### What is being asked
Arrange everything from the line containing "Target: kubota track loader" down to the end of the items as a JSON list of strings, one string per line, with blank lines left out.

______

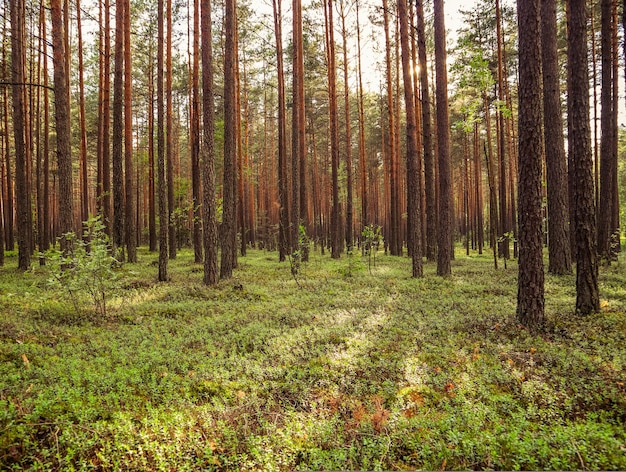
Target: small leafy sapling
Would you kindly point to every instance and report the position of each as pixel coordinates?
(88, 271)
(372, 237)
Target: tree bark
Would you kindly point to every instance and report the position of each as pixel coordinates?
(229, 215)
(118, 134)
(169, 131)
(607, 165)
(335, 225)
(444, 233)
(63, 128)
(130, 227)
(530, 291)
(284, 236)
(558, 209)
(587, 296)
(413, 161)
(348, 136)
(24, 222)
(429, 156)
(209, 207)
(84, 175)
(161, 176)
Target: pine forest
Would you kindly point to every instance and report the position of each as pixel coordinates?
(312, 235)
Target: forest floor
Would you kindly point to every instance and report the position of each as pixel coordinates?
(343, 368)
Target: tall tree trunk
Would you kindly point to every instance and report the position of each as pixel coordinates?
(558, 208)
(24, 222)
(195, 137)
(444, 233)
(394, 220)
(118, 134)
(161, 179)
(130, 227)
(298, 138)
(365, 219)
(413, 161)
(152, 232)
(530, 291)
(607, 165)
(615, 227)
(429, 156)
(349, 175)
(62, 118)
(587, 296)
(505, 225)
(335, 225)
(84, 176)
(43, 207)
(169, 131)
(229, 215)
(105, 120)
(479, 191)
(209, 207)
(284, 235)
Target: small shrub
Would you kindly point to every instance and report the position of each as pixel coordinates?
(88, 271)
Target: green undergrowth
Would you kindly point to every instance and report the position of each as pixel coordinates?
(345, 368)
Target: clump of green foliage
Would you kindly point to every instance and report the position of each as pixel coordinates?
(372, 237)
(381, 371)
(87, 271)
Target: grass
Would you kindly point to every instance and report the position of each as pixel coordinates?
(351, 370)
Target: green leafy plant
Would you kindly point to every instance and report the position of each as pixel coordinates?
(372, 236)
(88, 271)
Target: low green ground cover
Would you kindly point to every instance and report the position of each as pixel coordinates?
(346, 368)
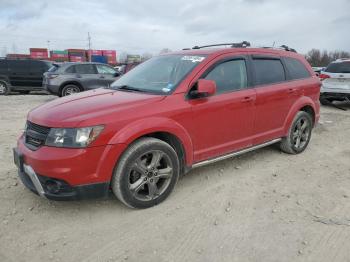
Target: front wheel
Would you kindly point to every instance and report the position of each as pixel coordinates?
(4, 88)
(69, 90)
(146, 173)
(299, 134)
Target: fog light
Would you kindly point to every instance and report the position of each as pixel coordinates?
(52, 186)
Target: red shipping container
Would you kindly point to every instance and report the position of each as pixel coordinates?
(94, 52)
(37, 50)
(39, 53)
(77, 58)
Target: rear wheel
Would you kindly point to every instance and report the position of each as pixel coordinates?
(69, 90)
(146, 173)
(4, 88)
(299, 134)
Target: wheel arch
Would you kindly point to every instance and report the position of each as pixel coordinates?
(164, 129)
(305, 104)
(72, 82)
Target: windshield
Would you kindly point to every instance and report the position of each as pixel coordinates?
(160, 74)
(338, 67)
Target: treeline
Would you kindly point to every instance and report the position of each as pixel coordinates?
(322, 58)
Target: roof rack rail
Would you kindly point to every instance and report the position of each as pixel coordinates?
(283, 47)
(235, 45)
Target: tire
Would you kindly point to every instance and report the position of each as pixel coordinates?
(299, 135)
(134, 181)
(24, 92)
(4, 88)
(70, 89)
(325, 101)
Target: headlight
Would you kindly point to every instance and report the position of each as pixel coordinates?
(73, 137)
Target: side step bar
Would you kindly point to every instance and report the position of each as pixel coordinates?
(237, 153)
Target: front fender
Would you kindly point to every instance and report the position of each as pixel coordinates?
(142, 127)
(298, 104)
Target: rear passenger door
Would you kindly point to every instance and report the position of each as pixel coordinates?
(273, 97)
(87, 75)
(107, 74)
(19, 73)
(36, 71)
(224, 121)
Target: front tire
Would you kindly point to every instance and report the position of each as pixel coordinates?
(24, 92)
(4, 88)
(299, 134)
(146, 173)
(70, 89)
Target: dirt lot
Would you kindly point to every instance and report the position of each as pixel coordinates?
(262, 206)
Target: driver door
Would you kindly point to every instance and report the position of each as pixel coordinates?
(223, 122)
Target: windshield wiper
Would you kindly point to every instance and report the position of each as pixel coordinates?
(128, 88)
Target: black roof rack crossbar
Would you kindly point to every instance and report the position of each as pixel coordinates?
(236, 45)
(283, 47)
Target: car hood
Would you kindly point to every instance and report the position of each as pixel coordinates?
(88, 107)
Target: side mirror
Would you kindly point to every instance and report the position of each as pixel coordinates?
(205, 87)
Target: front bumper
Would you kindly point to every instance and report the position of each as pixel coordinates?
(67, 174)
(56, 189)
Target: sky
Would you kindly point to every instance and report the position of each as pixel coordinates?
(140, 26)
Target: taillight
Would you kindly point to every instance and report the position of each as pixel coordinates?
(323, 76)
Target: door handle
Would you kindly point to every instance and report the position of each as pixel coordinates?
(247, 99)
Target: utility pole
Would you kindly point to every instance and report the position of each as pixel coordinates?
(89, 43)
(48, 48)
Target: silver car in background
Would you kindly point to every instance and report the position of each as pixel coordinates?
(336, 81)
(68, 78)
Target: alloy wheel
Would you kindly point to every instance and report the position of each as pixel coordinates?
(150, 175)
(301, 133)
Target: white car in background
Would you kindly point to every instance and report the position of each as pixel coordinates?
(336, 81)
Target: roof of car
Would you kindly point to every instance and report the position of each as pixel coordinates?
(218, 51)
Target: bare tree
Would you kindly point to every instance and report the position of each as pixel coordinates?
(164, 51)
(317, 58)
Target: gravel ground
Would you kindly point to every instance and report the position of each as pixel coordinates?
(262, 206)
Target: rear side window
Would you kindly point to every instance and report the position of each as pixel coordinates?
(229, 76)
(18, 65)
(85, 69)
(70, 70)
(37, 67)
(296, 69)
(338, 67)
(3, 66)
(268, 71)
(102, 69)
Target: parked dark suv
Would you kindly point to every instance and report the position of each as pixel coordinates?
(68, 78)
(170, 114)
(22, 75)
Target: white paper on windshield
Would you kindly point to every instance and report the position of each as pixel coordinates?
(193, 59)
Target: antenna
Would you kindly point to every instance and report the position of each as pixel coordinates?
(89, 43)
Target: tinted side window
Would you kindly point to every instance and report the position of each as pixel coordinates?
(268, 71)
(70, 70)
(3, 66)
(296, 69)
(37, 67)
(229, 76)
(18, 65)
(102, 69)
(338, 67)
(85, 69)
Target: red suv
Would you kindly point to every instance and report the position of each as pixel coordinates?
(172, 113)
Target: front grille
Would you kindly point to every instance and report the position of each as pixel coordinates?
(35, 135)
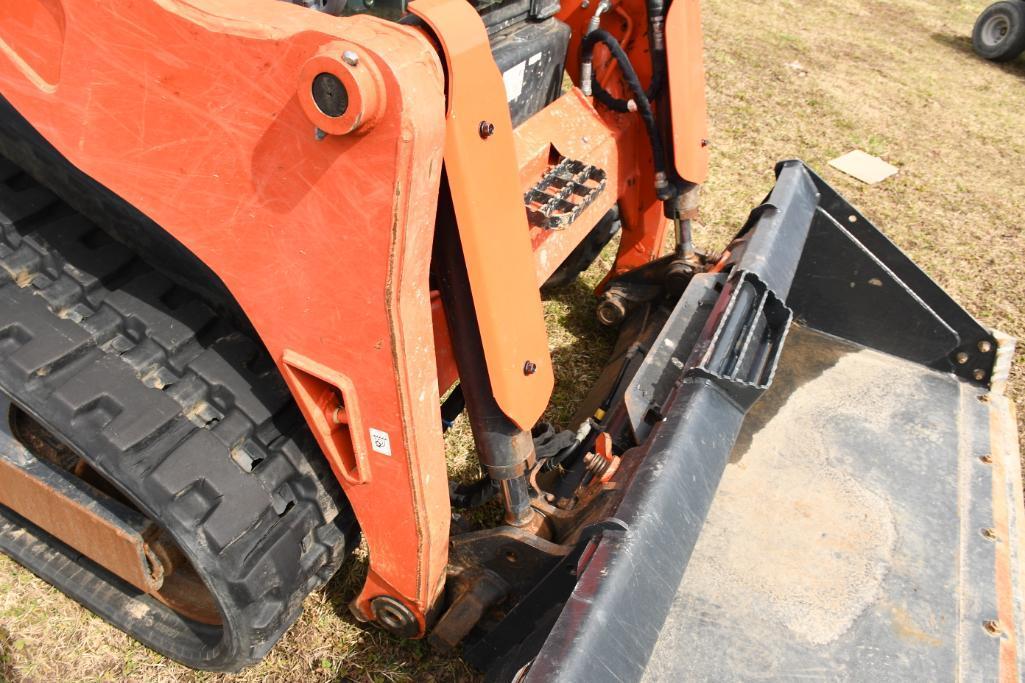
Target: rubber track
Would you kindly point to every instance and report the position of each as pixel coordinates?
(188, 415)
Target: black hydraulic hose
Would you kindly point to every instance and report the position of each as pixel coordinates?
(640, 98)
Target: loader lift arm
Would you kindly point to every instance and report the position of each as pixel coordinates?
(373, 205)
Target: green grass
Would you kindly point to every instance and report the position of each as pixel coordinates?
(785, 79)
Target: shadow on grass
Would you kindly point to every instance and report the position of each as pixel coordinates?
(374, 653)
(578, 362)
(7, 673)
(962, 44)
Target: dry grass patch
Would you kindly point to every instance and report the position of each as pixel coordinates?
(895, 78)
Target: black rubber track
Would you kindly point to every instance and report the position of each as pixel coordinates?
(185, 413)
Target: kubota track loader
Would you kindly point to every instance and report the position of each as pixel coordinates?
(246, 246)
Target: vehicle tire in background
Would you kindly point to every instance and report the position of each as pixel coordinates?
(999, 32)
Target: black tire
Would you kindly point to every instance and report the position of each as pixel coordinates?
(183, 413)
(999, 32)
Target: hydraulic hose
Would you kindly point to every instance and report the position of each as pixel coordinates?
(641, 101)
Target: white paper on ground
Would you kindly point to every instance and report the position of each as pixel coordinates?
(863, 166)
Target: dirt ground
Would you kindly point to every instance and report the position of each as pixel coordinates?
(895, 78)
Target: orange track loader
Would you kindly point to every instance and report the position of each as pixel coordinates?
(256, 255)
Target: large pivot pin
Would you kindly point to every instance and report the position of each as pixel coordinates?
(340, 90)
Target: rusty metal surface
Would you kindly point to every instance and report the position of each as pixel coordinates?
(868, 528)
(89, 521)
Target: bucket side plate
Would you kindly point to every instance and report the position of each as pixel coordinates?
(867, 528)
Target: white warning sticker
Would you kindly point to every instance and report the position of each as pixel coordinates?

______

### Written reply
[
  "Target: kubota track loader",
  "Would you kindly point to every instance and report the position of each as pixel coordinates?",
  "(246, 246)",
  "Target: vehicle tire in background",
  "Would you kindly point to every instance and report the position of each as pixel coordinates?",
  "(999, 32)",
  "Target: black tire",
  "Would you kindly point to every instance and report the position of each as pixel coordinates?",
  "(183, 413)",
  "(999, 32)",
  "Target: hydraulic hose",
  "Would you kindly point to every instance and report the position of each as pixel coordinates?",
  "(641, 101)",
  "Target: white paper on ground",
  "Would you kindly point to every instance and report the position of each as pixel coordinates?",
  "(863, 166)",
  "Target: dirt ground",
  "Would you kindly point to every instance and report the position of each as pixel coordinates?",
  "(895, 78)",
  "Target: orange track loader",
  "Would you kindly point to every instance and report the position of each as pixel coordinates?",
  "(256, 255)",
  "Target: large pivot pin",
  "Would you kindly point to every instance and report the position of each as pixel coordinates?",
  "(340, 90)",
  "Target: rusty metal surface",
  "Would you kindly point to every instance and report the position of each as pixel coordinates?",
  "(868, 528)",
  "(89, 521)",
  "Target: bucket side plate",
  "Would you kindly point to every instance and report the position of each as pixel coordinates?",
  "(867, 528)",
  "Target: white warning sticker",
  "Would you kindly point to every instance and report the position of each as pixel coordinates?"
]